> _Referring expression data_
*** Begin section ***

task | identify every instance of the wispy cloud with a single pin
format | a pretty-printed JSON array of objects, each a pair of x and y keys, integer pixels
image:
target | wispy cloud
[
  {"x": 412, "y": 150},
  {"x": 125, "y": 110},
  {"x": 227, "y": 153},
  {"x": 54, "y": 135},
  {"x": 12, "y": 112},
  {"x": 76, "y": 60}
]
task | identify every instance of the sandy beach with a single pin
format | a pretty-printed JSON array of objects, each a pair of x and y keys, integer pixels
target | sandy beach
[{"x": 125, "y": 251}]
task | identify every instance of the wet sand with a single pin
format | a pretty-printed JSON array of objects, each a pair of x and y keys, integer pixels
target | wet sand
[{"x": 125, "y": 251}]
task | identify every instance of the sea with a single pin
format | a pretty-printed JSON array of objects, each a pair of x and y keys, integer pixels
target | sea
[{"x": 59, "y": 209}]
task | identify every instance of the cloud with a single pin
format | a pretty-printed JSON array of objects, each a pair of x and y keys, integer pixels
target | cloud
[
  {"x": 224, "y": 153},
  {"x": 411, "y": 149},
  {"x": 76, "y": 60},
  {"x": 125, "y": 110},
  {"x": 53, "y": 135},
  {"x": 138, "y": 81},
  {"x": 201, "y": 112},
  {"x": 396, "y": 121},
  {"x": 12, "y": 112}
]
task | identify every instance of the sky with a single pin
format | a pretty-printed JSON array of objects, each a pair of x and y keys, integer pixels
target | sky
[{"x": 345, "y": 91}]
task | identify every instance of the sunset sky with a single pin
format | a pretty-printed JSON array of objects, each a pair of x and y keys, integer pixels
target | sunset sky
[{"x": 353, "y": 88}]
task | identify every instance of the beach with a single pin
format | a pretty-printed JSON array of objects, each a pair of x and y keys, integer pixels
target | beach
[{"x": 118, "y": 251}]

*** End section ***

> _Requirement_
Nothing in the entries above may be left out; retype them all exactly.

> _Output_
task | identify every instance of the wispy cloud with a single pin
format | a pretty-printed JSON array of objects, each a pair of x and y keys, integer pixels
image:
target | wispy cloud
[
  {"x": 412, "y": 150},
  {"x": 125, "y": 110},
  {"x": 227, "y": 153},
  {"x": 54, "y": 135},
  {"x": 12, "y": 112},
  {"x": 76, "y": 60}
]
task | identify every instance of the sandy beach with a single pin
format | a pretty-printed JSON array of objects, each a pair of x and y keys, integer pixels
target | sandy beach
[{"x": 125, "y": 251}]
task | identify every instance of the wet sand with a single pin
format | a pretty-printed JSON array of objects, each a pair of x and y keys, integer pixels
target | wet sand
[{"x": 125, "y": 251}]
task | identify every instance of the sea with a single pin
format | a pretty-printed JSON array of objects, each a pair of x and y keys, integer pixels
target | sea
[{"x": 59, "y": 209}]
task | identify every instance of the cloud with a single pin
format | a pretty-printed JSON array of objects, each a pair of x and y keys, integer pixels
target | cloud
[
  {"x": 224, "y": 153},
  {"x": 411, "y": 149},
  {"x": 76, "y": 60},
  {"x": 125, "y": 110},
  {"x": 53, "y": 135},
  {"x": 138, "y": 81},
  {"x": 201, "y": 112},
  {"x": 396, "y": 121},
  {"x": 12, "y": 112}
]
task | identify every instance of the sky with a single pin
format | a pretty-printed JSON array of objects, each a pair of x and y keys, integer pixels
target | sky
[{"x": 345, "y": 91}]
task | identify every instance of the sunset sky with a single pin
format | a pretty-printed JSON array of objects, each a pair of x and y keys, integer pixels
target | sunset sky
[{"x": 353, "y": 88}]
task | identify every instance of the beach with a single pin
format | a pretty-printed JSON array of objects, each a pair of x and y keys, integer pixels
target | beach
[{"x": 118, "y": 251}]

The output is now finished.